== Required work ==
Set down, word for word, the passage of the court judgment below that begins at "Aima Enterprises Limited v" and stops after "1303 of 2013)".

== Text segment ==
* BEGIN *

Aima Enterprises Limited v Andrew M. Mwonga & 3 others [2019] KEELC 3980 (KLR)
Full Case Text
REPUBLIC OF KENYA
IN THE ENVIRONMENT AND LAND COURT AT KAJIADO
ELC CASE NO. 570 OF 2017
(Formerly Milimani ELC No. 1303 of 2013)
AIMA ENTERPRISES LIMITED.....................................PLAINTIFF
VERSUS
ANDREW M. MWONGA......................................1ST DEFENDANT
MRS. F. M. MWONGA.........................................2ND DEFENDANT
MARY NGENDO TIBA........................................3RD DEFENDANT
ATTORNEY GENERAL (SUED FOR AN ON BEHALF
OF THE DISTRICT LAND REGISTRAR......4TH RESPONDENT
JUDGEMENT
By a Counterclaim dated the 3rd December, 2013, the 1st and 2nd Defendants prays that the Plaintiff’s suit be dismissed with costs and Judgement be entered in favour of the Defendants for:
i) A declaration that the Plaintiff’s parcel of land and the access road of which the location and size are as per the determination of the Kajiado District Land Registrar made on 30th September, 2013.
ii) Mandatory injunction to issue against the Plaintiff to compel it to remove the stone wal erected across the said Road of access.
iii) Permanent injunction to issue against the Plaintiff restraining it from ever blocking in any way the Road of Access of which the location and size were determined by the District Land Registrar, Kajiado on 30th September, 2013.
iv) General and Punitive Damages for blocking a public road
v) Costs of the suit
The Plaintiff did not file a reply to the Counterclaim and neither attended court to proceed with the matter. The court hence directed that the counterclaim be set down for hearing and determination.

* END *

== Dataset section ==

* BEGIN *

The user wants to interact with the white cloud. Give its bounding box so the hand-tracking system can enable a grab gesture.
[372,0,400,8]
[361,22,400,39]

* END *

== Exercise output ==
Aima Enterprises Limited v Andrew M. Mwonga & 3 others [2019] KEELC 3980 (KLR)
Full Case Text
REPUBLIC OF KENYA
IN THE ENVIRONMENT AND LAND COURT AT KAJIADO
ELC CASE NO. 570 OF 2017
(Formerly Milimani ELC No. 1303 of 2013)